§ **Direction**
Return, unchanged, the lines of the data between the line containing "Give the innermost point of each instance of the white arch" and the line containing "(1078, 498)", both of those lines included.

§ **The input**
#####

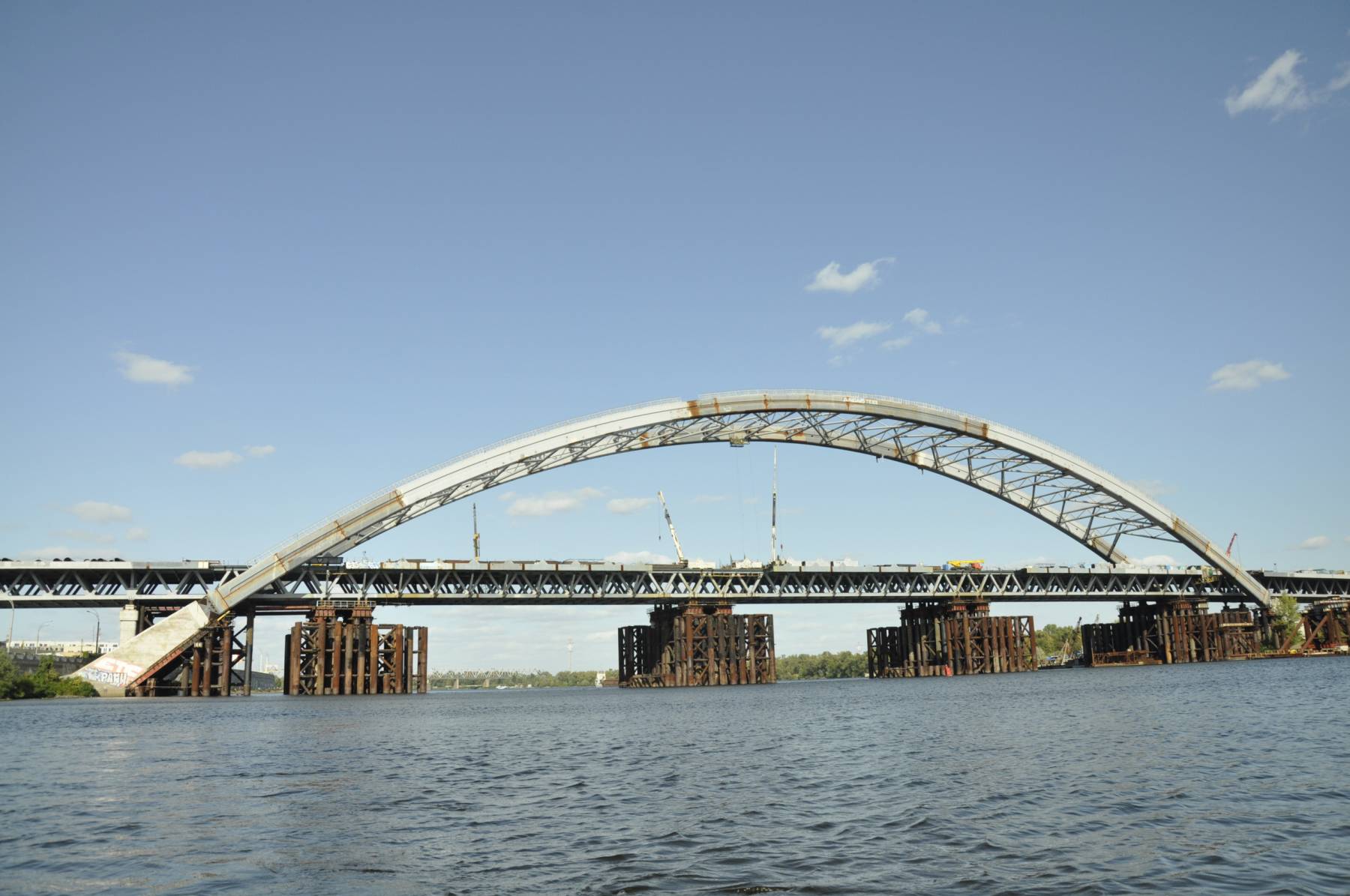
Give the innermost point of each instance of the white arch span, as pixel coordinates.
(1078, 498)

#####

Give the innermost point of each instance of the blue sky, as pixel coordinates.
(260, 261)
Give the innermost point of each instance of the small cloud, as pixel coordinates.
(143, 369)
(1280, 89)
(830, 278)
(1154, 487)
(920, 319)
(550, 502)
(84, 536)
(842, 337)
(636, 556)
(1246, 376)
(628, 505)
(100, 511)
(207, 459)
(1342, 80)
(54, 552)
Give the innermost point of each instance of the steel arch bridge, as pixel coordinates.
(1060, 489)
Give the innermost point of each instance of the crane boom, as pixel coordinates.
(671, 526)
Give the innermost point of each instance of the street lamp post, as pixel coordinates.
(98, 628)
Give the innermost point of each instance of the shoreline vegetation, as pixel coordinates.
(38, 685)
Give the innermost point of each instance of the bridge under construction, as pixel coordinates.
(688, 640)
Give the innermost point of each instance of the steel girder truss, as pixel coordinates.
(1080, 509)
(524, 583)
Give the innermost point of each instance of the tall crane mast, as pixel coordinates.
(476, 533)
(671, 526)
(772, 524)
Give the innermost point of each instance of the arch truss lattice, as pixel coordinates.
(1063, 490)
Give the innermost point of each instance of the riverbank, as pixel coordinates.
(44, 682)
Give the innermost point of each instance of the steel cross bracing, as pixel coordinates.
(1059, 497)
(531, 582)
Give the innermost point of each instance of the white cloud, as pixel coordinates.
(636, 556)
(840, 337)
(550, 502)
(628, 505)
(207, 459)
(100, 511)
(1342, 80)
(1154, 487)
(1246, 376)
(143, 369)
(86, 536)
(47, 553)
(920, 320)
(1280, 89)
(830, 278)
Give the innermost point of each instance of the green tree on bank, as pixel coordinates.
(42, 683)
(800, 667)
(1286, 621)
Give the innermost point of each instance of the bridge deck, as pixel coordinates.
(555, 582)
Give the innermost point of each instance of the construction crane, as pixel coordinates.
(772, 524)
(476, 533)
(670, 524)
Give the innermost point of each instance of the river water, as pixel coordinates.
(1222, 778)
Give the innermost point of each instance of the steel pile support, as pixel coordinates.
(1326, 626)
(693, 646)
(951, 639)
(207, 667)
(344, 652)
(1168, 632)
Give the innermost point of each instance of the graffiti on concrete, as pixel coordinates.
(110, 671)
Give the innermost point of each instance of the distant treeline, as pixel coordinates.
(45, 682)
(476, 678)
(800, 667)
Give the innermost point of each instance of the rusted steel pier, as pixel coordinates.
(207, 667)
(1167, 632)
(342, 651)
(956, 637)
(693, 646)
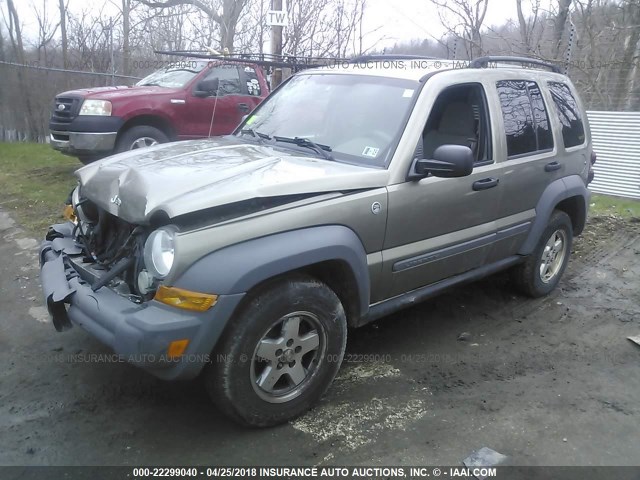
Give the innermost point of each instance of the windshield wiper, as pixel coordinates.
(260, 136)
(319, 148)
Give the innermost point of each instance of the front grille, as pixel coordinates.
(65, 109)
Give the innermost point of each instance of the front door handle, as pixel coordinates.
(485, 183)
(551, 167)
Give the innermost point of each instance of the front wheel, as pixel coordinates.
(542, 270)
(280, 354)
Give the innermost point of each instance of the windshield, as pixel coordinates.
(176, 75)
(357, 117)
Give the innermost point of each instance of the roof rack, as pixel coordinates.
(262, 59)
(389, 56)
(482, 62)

#####

§ **Response**
Give the innermost point of each instance of the white arch span, as pixel coordinates.
(1078, 498)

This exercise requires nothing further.